(Records from a dataset)
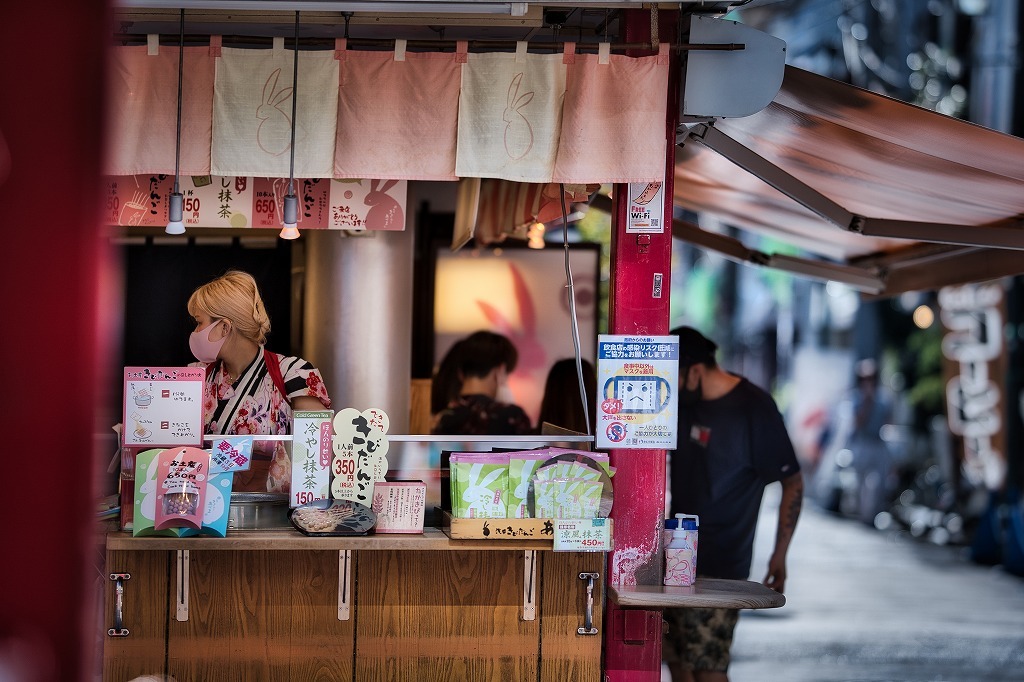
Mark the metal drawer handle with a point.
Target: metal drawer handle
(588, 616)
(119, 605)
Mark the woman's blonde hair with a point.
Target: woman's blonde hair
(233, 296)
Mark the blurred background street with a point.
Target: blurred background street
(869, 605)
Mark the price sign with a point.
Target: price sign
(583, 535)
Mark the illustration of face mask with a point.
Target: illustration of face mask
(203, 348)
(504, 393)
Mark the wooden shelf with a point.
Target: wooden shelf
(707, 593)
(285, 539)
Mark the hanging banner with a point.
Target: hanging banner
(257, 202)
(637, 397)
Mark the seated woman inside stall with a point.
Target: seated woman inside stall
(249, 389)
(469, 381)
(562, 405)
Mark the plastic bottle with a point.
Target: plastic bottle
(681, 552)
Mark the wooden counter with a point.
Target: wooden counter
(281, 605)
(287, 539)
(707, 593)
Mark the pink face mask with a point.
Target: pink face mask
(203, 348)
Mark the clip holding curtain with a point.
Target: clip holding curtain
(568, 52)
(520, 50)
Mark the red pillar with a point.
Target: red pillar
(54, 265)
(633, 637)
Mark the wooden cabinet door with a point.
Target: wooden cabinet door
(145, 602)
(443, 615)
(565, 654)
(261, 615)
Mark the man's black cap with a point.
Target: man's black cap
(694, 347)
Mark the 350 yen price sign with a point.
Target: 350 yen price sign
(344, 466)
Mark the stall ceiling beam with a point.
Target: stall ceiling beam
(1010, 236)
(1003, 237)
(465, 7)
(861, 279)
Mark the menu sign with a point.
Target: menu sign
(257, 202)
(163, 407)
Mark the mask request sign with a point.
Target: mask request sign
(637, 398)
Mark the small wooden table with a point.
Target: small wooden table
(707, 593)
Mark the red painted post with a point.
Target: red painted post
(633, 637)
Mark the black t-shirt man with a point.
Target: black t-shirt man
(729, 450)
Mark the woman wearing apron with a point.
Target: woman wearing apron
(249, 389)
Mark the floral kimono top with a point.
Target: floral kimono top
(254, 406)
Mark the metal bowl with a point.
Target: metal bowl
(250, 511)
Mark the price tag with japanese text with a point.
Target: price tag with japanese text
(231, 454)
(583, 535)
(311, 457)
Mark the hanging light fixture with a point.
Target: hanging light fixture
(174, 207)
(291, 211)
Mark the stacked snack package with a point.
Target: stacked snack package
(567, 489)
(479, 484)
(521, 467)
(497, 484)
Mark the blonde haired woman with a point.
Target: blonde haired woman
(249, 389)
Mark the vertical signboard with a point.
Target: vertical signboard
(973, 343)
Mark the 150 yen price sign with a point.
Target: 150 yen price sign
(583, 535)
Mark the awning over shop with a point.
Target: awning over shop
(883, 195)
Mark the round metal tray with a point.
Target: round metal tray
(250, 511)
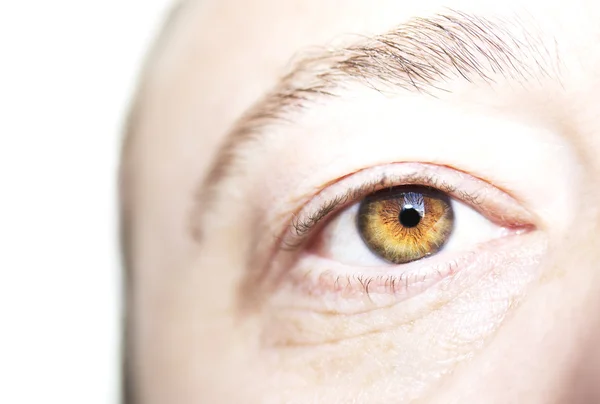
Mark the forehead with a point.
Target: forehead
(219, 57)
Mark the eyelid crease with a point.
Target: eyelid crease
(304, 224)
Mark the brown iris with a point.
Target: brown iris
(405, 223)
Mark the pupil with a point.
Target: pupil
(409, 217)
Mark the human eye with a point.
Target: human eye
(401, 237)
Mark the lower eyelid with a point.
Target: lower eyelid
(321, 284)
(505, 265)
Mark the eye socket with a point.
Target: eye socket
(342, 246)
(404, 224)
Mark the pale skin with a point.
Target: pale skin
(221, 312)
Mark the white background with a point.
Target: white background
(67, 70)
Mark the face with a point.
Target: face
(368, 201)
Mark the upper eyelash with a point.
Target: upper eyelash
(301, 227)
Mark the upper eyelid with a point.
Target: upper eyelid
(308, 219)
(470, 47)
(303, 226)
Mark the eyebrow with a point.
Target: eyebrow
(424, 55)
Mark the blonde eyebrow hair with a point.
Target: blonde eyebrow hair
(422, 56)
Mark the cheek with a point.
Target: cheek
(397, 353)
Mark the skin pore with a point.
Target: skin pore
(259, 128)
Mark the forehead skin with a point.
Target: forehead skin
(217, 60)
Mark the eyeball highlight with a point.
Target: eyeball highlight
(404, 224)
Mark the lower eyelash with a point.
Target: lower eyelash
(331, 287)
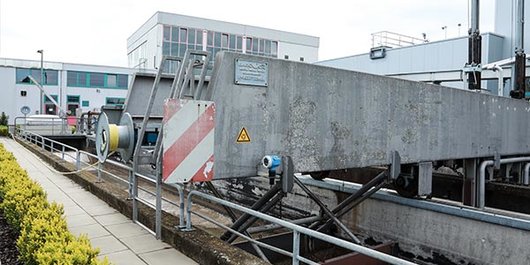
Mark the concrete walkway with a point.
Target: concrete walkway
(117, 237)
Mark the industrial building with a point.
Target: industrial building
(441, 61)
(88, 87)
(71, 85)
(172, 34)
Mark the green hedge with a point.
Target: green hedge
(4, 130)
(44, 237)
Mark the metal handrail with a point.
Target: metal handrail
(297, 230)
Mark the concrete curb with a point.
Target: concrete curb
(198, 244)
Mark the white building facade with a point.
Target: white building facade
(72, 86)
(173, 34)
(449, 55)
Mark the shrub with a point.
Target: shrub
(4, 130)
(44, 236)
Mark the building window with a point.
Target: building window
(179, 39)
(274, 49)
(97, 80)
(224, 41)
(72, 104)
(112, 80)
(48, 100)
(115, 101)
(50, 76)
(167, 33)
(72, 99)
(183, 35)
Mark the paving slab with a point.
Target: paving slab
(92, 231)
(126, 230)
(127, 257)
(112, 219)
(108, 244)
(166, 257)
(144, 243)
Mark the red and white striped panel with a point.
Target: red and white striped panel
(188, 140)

→ DIRECTIVE
Copy out all of the items above word for word, omitting the pictures.

→ THE OUTPUT
Mark the metal drawer handle with a point.
Target: metal drawer handle
(588, 616)
(119, 605)
Mark the woman's blonde hair with a point.
Target: woman's blonde hair
(233, 296)
Mark the blurred background street with a point.
Target: blurred background street
(869, 605)
Mark the price sign with a point.
Target: price sign
(583, 535)
Mark the illustration of face mask with a point.
Target: illustration of face mask
(203, 348)
(504, 393)
Mark the wooden shelf with a point.
Target: wooden shelf
(707, 593)
(285, 539)
Mark the hanging banner with a point.
Target: hanging banner
(257, 202)
(637, 397)
Mark the seated woman inside stall with a point.
Target: seated woman inside stall
(249, 389)
(469, 381)
(562, 405)
Mark the plastic bottle with a point.
Target: plastic bottle
(681, 552)
Mark the wooden counter with a point.
Target: wooden counter
(281, 605)
(287, 539)
(707, 593)
Mark the pink face mask with a point.
Target: pink face mask
(203, 348)
Mark the clip holding curtain with a point.
Target: clip holding curtain
(568, 52)
(520, 50)
Mark the red pillar with a point.
Target: red pillar
(54, 265)
(633, 637)
Mark the wooden cabinet door with a point.
Target: wooden cabinet door
(145, 602)
(443, 615)
(565, 654)
(261, 615)
Mark the man's black cap with a point.
Target: man's black cap
(694, 347)
Mark the 350 yen price sign with a point.
Target: 350 yen price sign
(344, 466)
Mark the stall ceiling beam with a point.
Target: stall ceiling beam
(1010, 236)
(1003, 237)
(465, 7)
(861, 279)
Mark the menu sign with a point.
Target: menu sign
(257, 202)
(163, 407)
Mark the mask request sign with a point.
Target: mask request sign
(637, 398)
Mark the small wooden table with a point.
Target: small wooden table
(707, 593)
Mark the red painted post with a point.
Target: red painted post
(633, 637)
Mark the black t-shirt man with a point.
Target: black t-shirt man
(729, 450)
Mark the woman wearing apron with a point.
Target: woman wearing apron
(249, 389)
Mark the floral kimono top with a point.
Target: floral kimono top
(254, 406)
Mark the metal bowl with a point.
Target: metal bowl
(250, 511)
Mark the price tag with japanese text with a point.
Target: price tag with japanese text
(231, 454)
(583, 535)
(311, 457)
Mark the hanging light fixture with a point.
Target: hanging light fixture
(174, 207)
(291, 211)
Mark the stacked snack package with a point.
Target: stacked snack package
(567, 489)
(479, 484)
(521, 467)
(497, 484)
Mark the blonde haired woman with a point.
Target: blonde haired woman
(249, 389)
Mark the vertical signboard with a point.
Target: vertical signboard
(973, 343)
Mark the 150 yen price sign with a point.
Target: 150 yen price sign
(583, 535)
Mark the awning over shop with a point.
Target: awning over shop
(883, 195)
Mark the round metal tray with a point.
Target: round metal tray
(250, 511)
Mark the forehead with a point.
Target: forehead
(219, 57)
Mark the eyelid crease with a point.
Target: eyelid crease
(304, 224)
Mark the brown iris with a point.
Target: brown iris
(405, 223)
Mark the pupil with a point.
Target: pupil
(409, 217)
Mark the human eye with a point.
Target: human eye
(401, 237)
Mark the lower eyelid with a point.
Target: lower eyelid
(321, 284)
(505, 265)
Mark the eye socket with a point.
Target: eye socket
(342, 246)
(404, 224)
Mark the pale skin with a point.
Target: pale skin
(221, 312)
Mark the white background with a point.
Target: white background
(67, 70)
Mark the face with a point.
Target: face
(368, 201)
Mark the upper eyelash with a point.
Target: upper eyelash
(301, 227)
Mark the upper eyelid with a point.
Target: upper eyelid
(308, 219)
(470, 47)
(303, 226)
Mark the eyebrow with a point.
Target: eyebrow
(424, 55)
Mark the blonde eyebrow hair with a point.
Target: blonde eyebrow hair
(422, 56)
Mark the cheek with a point.
Target: cheek
(397, 353)
Mark the skin pore with a point.
Target: skin pore
(259, 128)
Mark the forehead skin with a point.
Target: forehead skin
(217, 60)
Mark the eyeball highlight with a point.
Target: eyeball highlight
(404, 224)
Mark the lower eyelash with a point.
Target: lower eyelash
(331, 287)
Mark the concrete walkway with a point.
Target: concrete walkway
(117, 237)
Mark the industrial building with a point.
Target: industrial building
(441, 61)
(88, 87)
(71, 85)
(172, 34)
Mark the green hedge with a point.
Target: green hedge
(4, 130)
(44, 237)
Mark the metal handrail with a point.
Target: metal handrail
(297, 230)
Mark the concrete curb with a point.
Target: concrete curb
(198, 244)
Mark the white building facade with a point.
Target: white building facade
(72, 86)
(173, 34)
(449, 55)
Mark the shrub with a point.
Target: shrub
(4, 130)
(44, 236)
Mark the building window with a point.
Target: building window
(179, 39)
(274, 49)
(97, 80)
(224, 41)
(72, 104)
(112, 80)
(48, 100)
(115, 101)
(50, 76)
(167, 33)
(72, 99)
(183, 35)
Mark the paving slab with a point.
Target: paving slab
(92, 231)
(126, 230)
(127, 257)
(112, 219)
(108, 244)
(166, 257)
(144, 243)
Mark the red and white striped panel with a point.
Target: red and white striped panel
(188, 140)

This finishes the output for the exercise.